→ **Aim of the task**:
Please carry on the talk about private practice mindsets from its last sentence.

→ **Excerpt provided**:

-------

And that’s so common. When people start a private practice, you know, they get things going, they take all the clients and they do evenings, they don’t really want to do long term, and then they fill up and they’re like, “I’m just giving myself another job. I’m hating this lifestyle.” This is the first mindset that I really want you to embrace. Design your lifestyle first before you really kind of get too far into your practice. Or maybe you need to step back a little bit and say, “Is this really what I want? Do I want this?” And so for example, maybe you want to work from 10:00 AM to 4:00 PM, maybe your kids get out of school a little after four or you want to work out in the mornings and you think, “I want to work Monday through Thursday, 10 to 4,” and so that equals about 28 clients a week unless you did kind of 45 minutes sessions and did a couple back to back. So you could always do like a 10:00 AM, a 10:45, an 11:30, and then 12:15 to 12:30 take off, eat some food real fast, go to the bathroom and then do a 12:30 if you really want to power through and get some extra sessions in there. But say you did 28 a week and you said, “I want to have a month off a year, so 48 weeks I’m going to work and I need to take home $100,000.” Okay. So we want to multiply that by a factor of 1.5 or 1.6 depending on how conservative you want to be, you know, with your taxes and with your expenses, you want to just make sure that you have a good idea of how much you need to bring in.
So, let’s multiply that times 1.6. So a hundred K becomes $160,000. We’re going to divide that out by 48 weeks. So we’ve already defined the lifestyle we want. So 48 weeks, that breaks down to $3,333 and 33 cents per week. All right? So, if we then divide that by 28 sessions that we want to do per week, that breaks down to $119 per session. That’s a really reasonable counseling session fee. And for a lot of people, if you charge $119 per session, you would get a lot of people out of network, you’ll get some private pay people. I’d actually say you could probably do even better than that. But that’s the basic way that you’re going to figure out what you need to charge, figure out the lifestyle you want first, and then your pricing and everything else comes after that.
So, the second mindset is I want you to think about having one project that you’re figuring out how to automate and another that is risky. All right? So we want to be taking risks that give us a good return on investment for our time or has the potential to. So this book thing, I may have just spent the last year just working with Nancy, working with Greg working probably two to three hours a week on this thing. That’s a big risk. I may have totally just pissed away that time, or it may land me amazing speaking gigs in the future. I may make tons of money off of the book. Who knows? I feel like we have a good idea, but who knows what’s going to actually happen with that? Because that’s the risky thing. And then the automation thing, that’s figuring out what’s already happening, that you can start to automate.
Rory Vaden, he has this thing called The Focus Funnel, and he says, “You want to think through? What can you eliminate, what can you automate and what can you delegate before you ever touch it? And then when it comes to you to figure out, is this the best use of my time?” And so doing that one thing that’s going to take the minimal effort and asking yourself, “Why am I the one that’s doing this?” You can probably find someone for, you know, 14 to $20 an hour. They can work really hard and love doing the work that they’re doing while you go off and do these bigger things that can get a much stronger hourly. Also, we want to be able to take some risks to go bigger and test out things before you launch it, before you dedicate too much into it. So take those risks in this coming year.

-------

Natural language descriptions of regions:
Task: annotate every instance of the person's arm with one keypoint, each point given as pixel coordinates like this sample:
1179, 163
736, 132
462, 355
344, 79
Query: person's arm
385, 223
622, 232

-------

→ **Task result**:
So, the third mindset that I want you to really think through this year is, you have national skills. You have skills that the average person needs to hear and that they would find mind blowing. You know, we know that 9% or so of the United States has a master’s degree or higher. That means in a room of a hundred average Americans that what’s happening is that you are most likely one of nine people that has a master’s degree or higher. And what are the odds that you’re one of those individuals is a lawyer, one is a doctor, one’s a dentist? Most likely you are the only mental health clinician in that room of a hundred, in an average kind of American room of a hundred people. Now when you start to see things through that lens, you then say, “Okay, well, I have some skills beyond just having a master’s degree. I specialize in sleep or in trauma or in couples.”
The things that you know intuitively that you are just, it’s a no brainer for you. Like, it’s a no brainer for me that I was trained at Western Michigan University where there are strong behavioral school. I had a rat lab, positive and negative consequences drilled into me. So coming up with behavior plans for my kids when they won’t go to sleep, it’s super easy to make a token economy. Now I have to then kind of push back on that and say, I don’t want my kids to just have these external reinforcers. But also there’s times when you just need to go to sleep. You need to just like go to sleep. And so creating a token economy, that’s super easy for me. Now the average parent probably would love to learn that sort of thing. Now I don’t want to spend my time teaching that to people because it’s not a passion of mine that I really want to put out into the world.
I want to do this kind of work, but it’s really, really important to know that your skillset, that there’s lots of skills you have the world really wants to pay for. I mean even just thinking about getting your name out there a little bit more, even before you have a website or anything like that to see if you like it. You’ll put together a one pager. A one pager is just you know, basically a bio sheet, a one page sheet that has a good quality headshot on it, has your name on it, has a quick bio of some of the things that you’ve done, your ideal clients that you work with, three or four topics that you could talk about on a podcast interview and how to contact you and follow you on social media. That’s a really good way to just test out whether or not you like talking about a certain subject.
Put yourself out there, try to get on some podcasts, talk through your specialty area. People are always looking for undiscovered talent and if you can pitch yourself and get yourself out there, it’s a great way to test whether you want to level up and in kind of a national way. We also want to think about when you’re doing that, how would you speak to clinicians? So if you’re on like the Practice of the Practice podcast, like how do you speak to clinicians, but then how do you speak to the average person? And so when I’m on podcast interviews about clinical work, I’m talking about your private practice, you know.
My big call to action is usually either joining something like Next Level Practice or coming to Slow Down School because that’s really aimed to kind of that clinical group or coming to Killin’It Camp whereas if I’m talking to a regular podcast, they only have a small percentage of people that are really interested in private practice. So we have Podcast Launch School that we’re launching in 2020, which is our e-course on how to start a podcast that you can actually make money on and you do a good job at. And you want to be able to have those things that you can talk to the general audience or kind of the therapy audience.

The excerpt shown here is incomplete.